■ Data for this task:
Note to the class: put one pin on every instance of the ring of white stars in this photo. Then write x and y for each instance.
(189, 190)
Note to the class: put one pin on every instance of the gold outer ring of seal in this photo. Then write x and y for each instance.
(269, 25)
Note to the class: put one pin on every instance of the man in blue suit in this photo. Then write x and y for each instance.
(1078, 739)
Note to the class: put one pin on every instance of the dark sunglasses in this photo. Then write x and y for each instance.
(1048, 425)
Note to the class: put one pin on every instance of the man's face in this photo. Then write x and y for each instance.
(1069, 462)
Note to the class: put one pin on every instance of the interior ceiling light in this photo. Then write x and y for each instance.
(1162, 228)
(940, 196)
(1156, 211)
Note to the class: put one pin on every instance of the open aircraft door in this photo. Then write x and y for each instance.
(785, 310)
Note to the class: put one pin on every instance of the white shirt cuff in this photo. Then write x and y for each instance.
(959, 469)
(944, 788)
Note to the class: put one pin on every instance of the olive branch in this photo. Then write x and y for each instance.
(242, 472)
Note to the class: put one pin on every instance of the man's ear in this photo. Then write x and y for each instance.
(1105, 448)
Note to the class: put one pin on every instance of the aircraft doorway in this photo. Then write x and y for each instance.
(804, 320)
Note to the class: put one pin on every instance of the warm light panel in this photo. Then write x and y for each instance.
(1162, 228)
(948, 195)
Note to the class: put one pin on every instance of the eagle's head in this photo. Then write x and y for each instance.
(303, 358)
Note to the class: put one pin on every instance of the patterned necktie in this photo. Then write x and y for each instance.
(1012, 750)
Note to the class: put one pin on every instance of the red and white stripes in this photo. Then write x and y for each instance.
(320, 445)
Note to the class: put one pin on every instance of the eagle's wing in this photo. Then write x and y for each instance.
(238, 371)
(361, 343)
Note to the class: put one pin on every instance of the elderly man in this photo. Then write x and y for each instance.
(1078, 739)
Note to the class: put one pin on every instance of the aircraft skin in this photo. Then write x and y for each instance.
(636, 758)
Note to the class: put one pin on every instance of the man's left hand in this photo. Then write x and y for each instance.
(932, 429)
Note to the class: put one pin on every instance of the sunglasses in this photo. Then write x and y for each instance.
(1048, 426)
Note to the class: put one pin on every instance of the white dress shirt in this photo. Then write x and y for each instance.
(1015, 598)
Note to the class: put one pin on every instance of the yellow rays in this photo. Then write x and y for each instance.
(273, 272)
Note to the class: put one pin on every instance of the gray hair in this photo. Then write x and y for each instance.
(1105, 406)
==
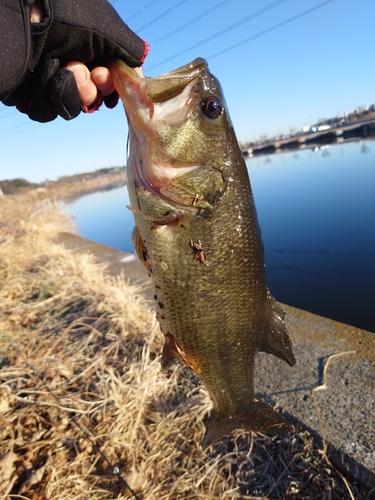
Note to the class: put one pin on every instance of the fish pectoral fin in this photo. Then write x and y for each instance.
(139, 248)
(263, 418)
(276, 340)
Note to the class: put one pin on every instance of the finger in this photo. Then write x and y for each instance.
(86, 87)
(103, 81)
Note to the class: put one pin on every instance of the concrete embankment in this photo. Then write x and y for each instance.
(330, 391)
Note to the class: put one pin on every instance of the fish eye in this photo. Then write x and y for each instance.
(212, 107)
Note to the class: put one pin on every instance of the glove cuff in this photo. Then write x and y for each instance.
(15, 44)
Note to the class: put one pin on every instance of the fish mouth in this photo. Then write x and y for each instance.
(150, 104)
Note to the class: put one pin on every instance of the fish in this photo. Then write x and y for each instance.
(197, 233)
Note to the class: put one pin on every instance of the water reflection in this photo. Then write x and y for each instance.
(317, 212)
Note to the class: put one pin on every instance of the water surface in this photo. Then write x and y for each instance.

■ Description of the task:
Only one stretch of the data above is needed. Restate it word for word, from the line containing "the fish mouth" through the line containing "the water surface", both ends included.

■ Solution below:
Note to the class: put one pin on every instance of the fish mouth in this photo. Then write x and y for each instance.
(150, 104)
Note to the class: put one pin on every instance of the fish in this photo. Then write x and y for each instance.
(197, 233)
Note to the class: put one pin on every instance of the water reflection in this photo. Then write x and y for each instance.
(317, 212)
Note to the class: put one pin on every instance of the water surface in this photo. Then write x and y for each instance.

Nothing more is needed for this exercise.